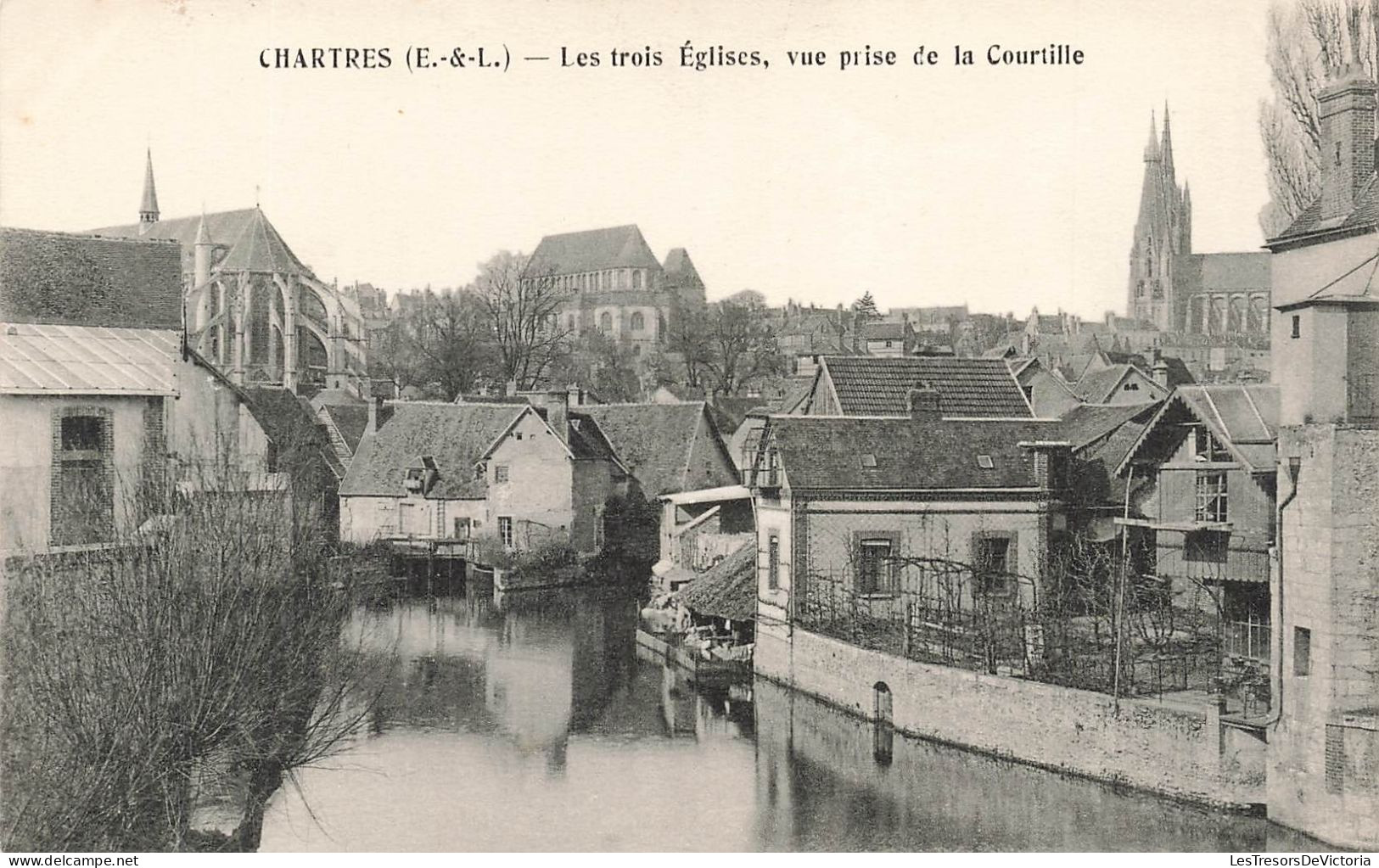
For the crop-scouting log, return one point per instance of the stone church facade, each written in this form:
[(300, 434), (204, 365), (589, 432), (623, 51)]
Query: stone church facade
[(253, 307), (1171, 287), (614, 284)]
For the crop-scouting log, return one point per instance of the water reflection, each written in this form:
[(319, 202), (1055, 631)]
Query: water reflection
[(531, 724)]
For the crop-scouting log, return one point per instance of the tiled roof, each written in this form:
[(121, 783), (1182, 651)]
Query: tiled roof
[(86, 360), (1099, 386), (884, 331), (1364, 216), (456, 434), (680, 271), (224, 227), (728, 589), (666, 446), (350, 421), (260, 249), (871, 386), (290, 423), (83, 280), (254, 243), (574, 252), (1244, 417), (838, 452), (1091, 423)]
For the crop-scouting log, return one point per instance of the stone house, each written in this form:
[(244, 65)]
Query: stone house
[(518, 474), (889, 339), (849, 508), (105, 411), (1323, 743)]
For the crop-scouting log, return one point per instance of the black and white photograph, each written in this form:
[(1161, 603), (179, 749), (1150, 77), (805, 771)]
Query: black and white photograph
[(614, 428)]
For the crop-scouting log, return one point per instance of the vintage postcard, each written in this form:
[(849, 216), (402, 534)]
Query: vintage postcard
[(606, 426)]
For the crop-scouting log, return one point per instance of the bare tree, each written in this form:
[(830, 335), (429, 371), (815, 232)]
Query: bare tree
[(450, 340), (1306, 39), (741, 344), (523, 311), (199, 652)]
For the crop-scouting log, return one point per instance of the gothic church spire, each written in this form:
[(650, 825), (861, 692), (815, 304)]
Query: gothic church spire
[(149, 207)]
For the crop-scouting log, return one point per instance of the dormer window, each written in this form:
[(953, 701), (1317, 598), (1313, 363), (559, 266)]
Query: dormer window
[(421, 476)]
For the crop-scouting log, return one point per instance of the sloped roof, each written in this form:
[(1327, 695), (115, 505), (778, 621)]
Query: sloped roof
[(872, 386), (574, 252), (254, 243), (680, 271), (728, 589), (224, 227), (456, 434), (1242, 417), (290, 423), (260, 249), (838, 452), (588, 441), (86, 360), (884, 331), (1364, 216), (1090, 423), (657, 443), (1226, 272), (1098, 386), (350, 421), (83, 280)]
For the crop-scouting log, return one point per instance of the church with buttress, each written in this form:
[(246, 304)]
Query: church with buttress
[(251, 306)]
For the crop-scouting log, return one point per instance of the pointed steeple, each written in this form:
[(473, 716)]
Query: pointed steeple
[(149, 207), (202, 252), (1167, 148)]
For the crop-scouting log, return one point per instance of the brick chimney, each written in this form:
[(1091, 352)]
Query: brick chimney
[(926, 404), (558, 413), (1348, 138)]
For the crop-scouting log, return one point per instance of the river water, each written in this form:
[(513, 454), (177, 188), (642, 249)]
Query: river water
[(531, 724)]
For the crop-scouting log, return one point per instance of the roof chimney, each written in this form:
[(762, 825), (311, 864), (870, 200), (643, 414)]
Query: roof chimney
[(924, 404), (1160, 368), (558, 412), (1346, 106)]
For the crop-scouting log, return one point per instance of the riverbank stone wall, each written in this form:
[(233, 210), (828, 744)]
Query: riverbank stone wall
[(1180, 750)]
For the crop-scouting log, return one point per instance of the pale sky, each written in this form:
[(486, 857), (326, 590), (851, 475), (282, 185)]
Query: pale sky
[(996, 187)]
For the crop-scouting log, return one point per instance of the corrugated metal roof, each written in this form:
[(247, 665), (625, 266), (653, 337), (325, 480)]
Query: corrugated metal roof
[(86, 360)]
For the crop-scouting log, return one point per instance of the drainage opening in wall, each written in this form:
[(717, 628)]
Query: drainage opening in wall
[(883, 729)]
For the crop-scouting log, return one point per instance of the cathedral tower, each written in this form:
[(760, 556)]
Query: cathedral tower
[(1163, 230)]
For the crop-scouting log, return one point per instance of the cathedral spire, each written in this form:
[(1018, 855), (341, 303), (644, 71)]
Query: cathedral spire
[(149, 207), (1167, 148)]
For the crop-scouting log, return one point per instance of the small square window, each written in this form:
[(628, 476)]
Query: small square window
[(1302, 651)]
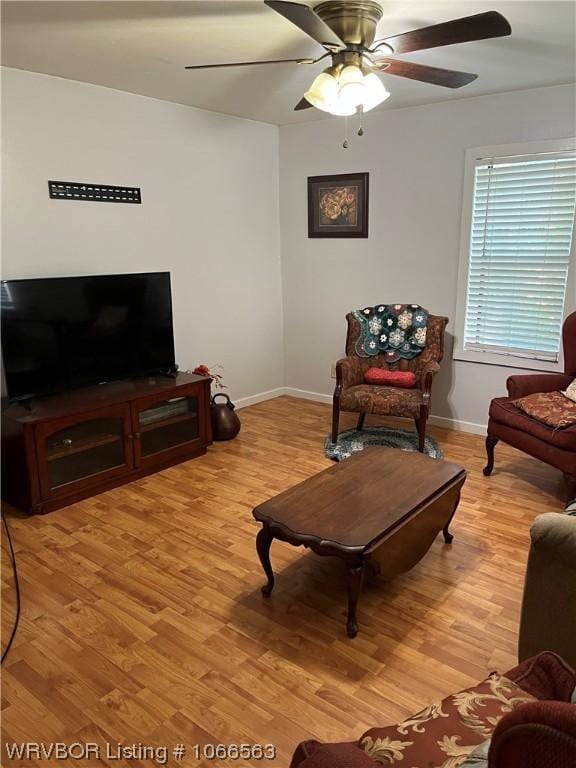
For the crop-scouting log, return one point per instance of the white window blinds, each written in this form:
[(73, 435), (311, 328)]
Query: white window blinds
[(520, 240)]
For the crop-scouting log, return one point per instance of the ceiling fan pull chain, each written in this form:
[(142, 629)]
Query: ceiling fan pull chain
[(361, 114)]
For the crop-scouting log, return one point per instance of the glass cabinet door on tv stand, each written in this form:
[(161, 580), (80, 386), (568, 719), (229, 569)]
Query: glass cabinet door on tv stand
[(84, 449), (166, 425)]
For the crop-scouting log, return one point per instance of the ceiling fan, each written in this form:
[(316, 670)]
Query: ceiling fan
[(346, 29)]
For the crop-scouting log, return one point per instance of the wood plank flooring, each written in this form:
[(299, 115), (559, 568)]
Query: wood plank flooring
[(143, 622)]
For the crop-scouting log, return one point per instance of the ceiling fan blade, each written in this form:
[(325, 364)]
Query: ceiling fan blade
[(479, 27), (302, 104), (449, 78), (252, 63), (308, 21)]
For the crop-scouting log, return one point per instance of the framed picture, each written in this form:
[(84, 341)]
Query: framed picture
[(338, 205)]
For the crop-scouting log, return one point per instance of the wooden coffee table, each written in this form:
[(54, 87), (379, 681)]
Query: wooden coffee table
[(381, 508)]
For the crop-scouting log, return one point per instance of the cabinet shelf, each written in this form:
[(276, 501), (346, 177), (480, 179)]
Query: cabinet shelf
[(168, 422)]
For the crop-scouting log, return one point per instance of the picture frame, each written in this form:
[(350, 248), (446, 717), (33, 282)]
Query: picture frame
[(338, 205)]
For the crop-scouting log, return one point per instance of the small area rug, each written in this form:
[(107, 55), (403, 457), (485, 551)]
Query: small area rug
[(353, 440)]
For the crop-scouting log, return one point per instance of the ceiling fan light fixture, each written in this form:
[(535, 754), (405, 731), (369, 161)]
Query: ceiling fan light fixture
[(351, 73), (351, 94), (374, 92), (323, 92)]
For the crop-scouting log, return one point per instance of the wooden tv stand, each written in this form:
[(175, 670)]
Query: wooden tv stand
[(68, 447)]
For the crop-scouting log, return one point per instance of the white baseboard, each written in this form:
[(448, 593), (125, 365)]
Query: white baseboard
[(244, 402), (319, 397), (439, 421), (460, 426)]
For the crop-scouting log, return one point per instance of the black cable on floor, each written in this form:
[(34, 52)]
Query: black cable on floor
[(17, 587)]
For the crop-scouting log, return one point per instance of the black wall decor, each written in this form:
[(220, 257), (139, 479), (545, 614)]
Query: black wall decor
[(103, 193)]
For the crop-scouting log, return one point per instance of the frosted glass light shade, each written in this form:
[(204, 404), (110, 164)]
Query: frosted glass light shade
[(351, 73), (323, 91), (351, 94), (374, 92)]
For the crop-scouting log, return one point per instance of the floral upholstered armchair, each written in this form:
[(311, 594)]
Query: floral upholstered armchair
[(352, 394)]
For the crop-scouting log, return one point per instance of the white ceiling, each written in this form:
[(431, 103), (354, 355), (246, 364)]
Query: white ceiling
[(142, 47)]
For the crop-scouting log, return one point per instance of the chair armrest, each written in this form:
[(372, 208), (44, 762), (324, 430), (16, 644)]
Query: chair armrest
[(427, 375), (529, 384), (548, 620)]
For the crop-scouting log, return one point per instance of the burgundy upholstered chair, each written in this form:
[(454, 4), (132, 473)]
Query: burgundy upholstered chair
[(353, 395), (527, 713), (508, 423)]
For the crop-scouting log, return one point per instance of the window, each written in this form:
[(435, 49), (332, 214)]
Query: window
[(518, 226)]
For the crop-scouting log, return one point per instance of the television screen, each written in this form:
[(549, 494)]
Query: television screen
[(62, 333)]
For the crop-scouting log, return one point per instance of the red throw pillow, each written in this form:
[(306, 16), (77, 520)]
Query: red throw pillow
[(405, 379)]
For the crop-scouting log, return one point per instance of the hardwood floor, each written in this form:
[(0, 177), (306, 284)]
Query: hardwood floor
[(142, 618)]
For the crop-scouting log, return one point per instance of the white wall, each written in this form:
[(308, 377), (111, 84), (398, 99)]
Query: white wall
[(209, 213), (415, 158)]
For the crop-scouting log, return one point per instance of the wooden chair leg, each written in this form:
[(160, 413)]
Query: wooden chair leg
[(421, 429), (490, 445), (335, 419), (570, 483)]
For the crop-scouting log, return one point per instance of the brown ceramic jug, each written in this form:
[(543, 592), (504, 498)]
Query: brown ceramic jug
[(225, 423)]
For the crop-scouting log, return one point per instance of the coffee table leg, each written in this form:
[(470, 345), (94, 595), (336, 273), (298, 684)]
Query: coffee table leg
[(448, 537), (355, 578), (263, 542)]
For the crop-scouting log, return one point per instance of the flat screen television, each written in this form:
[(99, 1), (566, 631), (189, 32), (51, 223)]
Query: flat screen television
[(62, 333)]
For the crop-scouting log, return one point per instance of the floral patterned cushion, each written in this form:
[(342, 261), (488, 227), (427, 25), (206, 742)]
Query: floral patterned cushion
[(551, 408), (444, 735), (570, 391)]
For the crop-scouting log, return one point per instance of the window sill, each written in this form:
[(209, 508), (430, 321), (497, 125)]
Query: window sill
[(507, 361)]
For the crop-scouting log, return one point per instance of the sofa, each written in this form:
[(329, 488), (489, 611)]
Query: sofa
[(524, 718)]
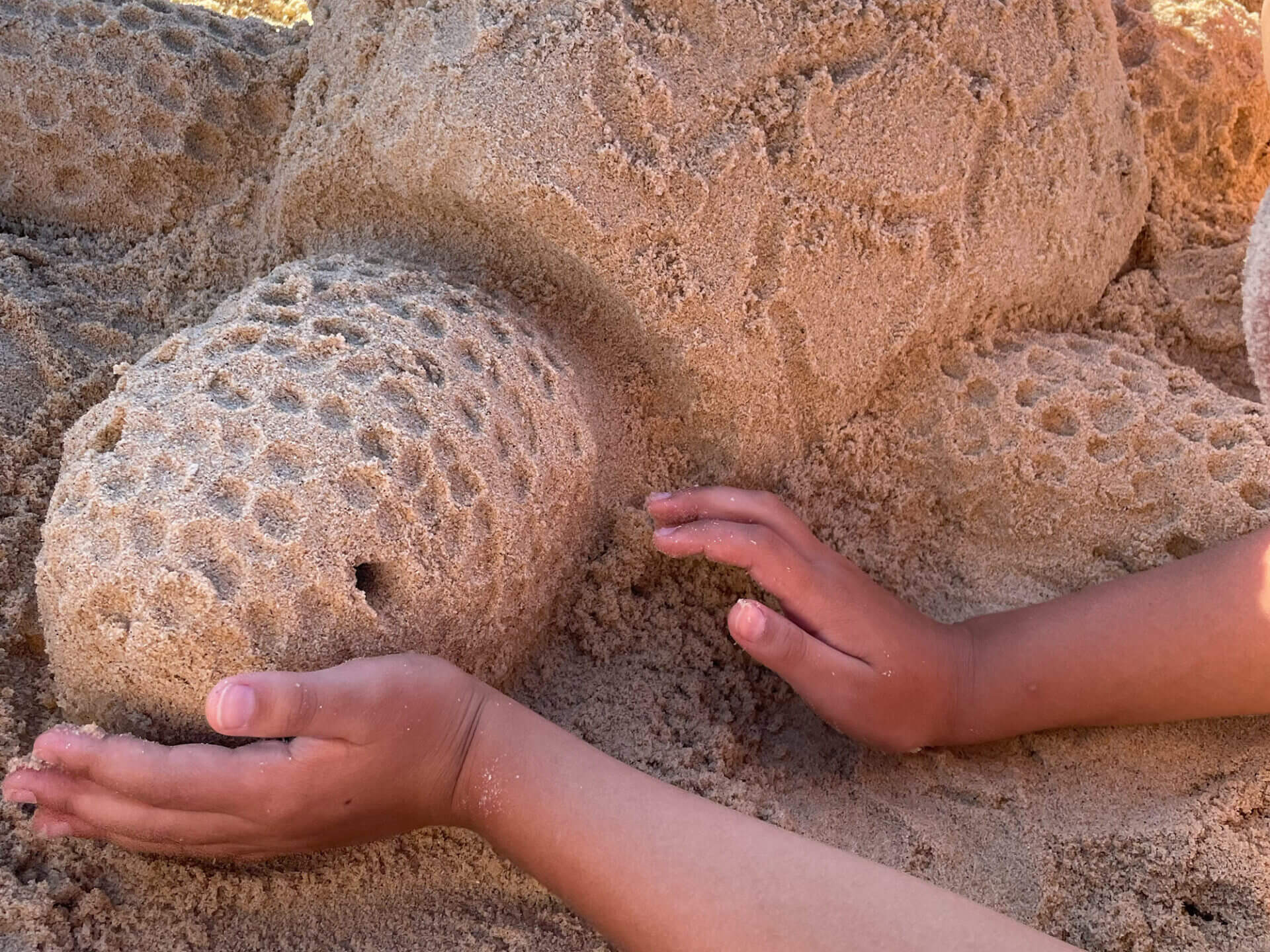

Written problem:
Convert the data into a Markdown table with the columns Row and Line, starting at the line that contains "of the framed" and ending at the line that contains "[(103, 193)]", with both of those lines included. Number each line in the Row column, put the line itself in the Line column, and leave out any blank lines.

The solution:
| Row | Line |
|---|---|
| 1 | For the crop-scouting log, return one point per instance of the framed picture, each written in this form: |
| 2 | [(84, 341)] |
| 3 | Query: framed picture |
| 4 | [(338, 205)] |
| 5 | For the crop-scouting log, return one point per instance of the wooden coffee table, each written in this form: |
| 6 | [(54, 87), (379, 681)] |
| 7 | Query: wooden coffee table |
| 8 | [(381, 508)] |
| 9 | For the crop-scouting log, return one point per instance of the cabinet shelf, each written in this form: |
| 10 | [(276, 501), (346, 177), (480, 179)] |
| 11 | Query: cabinet shelf |
| 12 | [(168, 422)] |
| 13 | For the crop-scouting log, return one point per instance of the picture frame, each written in this form: |
| 14 | [(350, 248), (446, 717), (33, 282)] |
| 15 | Query: picture frame |
| 16 | [(338, 205)] |
| 17 | For the crop-scouting log, return one point per instance of the small area rug, each written in this form: |
| 18 | [(107, 55), (403, 457), (485, 551)] |
| 19 | Query: small area rug |
| 20 | [(353, 440)] |
| 21 | For the crop-scouting log, return one point per instance of the ceiling fan light fixture, each written in this form: |
| 22 | [(535, 754), (405, 731), (369, 161)] |
| 23 | Query: ceiling fan light fixture |
| 24 | [(351, 73), (351, 94), (374, 92), (323, 92)] |
| 25 | For the crop-scouting log, return one point per instance of the wooden tv stand, each written in this form: |
| 26 | [(175, 670)] |
| 27 | Query: wooden tv stand |
| 28 | [(68, 447)] |
| 29 | For the crop-scouting log, return one point per instance of the white baseboard, each written in this form: |
| 30 | [(448, 593), (125, 365)] |
| 31 | Query: white baseboard |
| 32 | [(244, 402), (319, 397), (439, 421), (460, 426)] |
| 33 | For the crop-scouting log, return one point per instance of the black cable on floor, each written in this form: |
| 34 | [(34, 52)] |
| 35 | Query: black cable on floor |
| 36 | [(17, 587)] |
| 37 | For the crop-scouting log, return one point per instance of the black wall decor, each written in this form: |
| 38 | [(220, 257), (139, 479), (545, 614)] |
| 39 | Query: black wall decor |
| 40 | [(103, 193)] |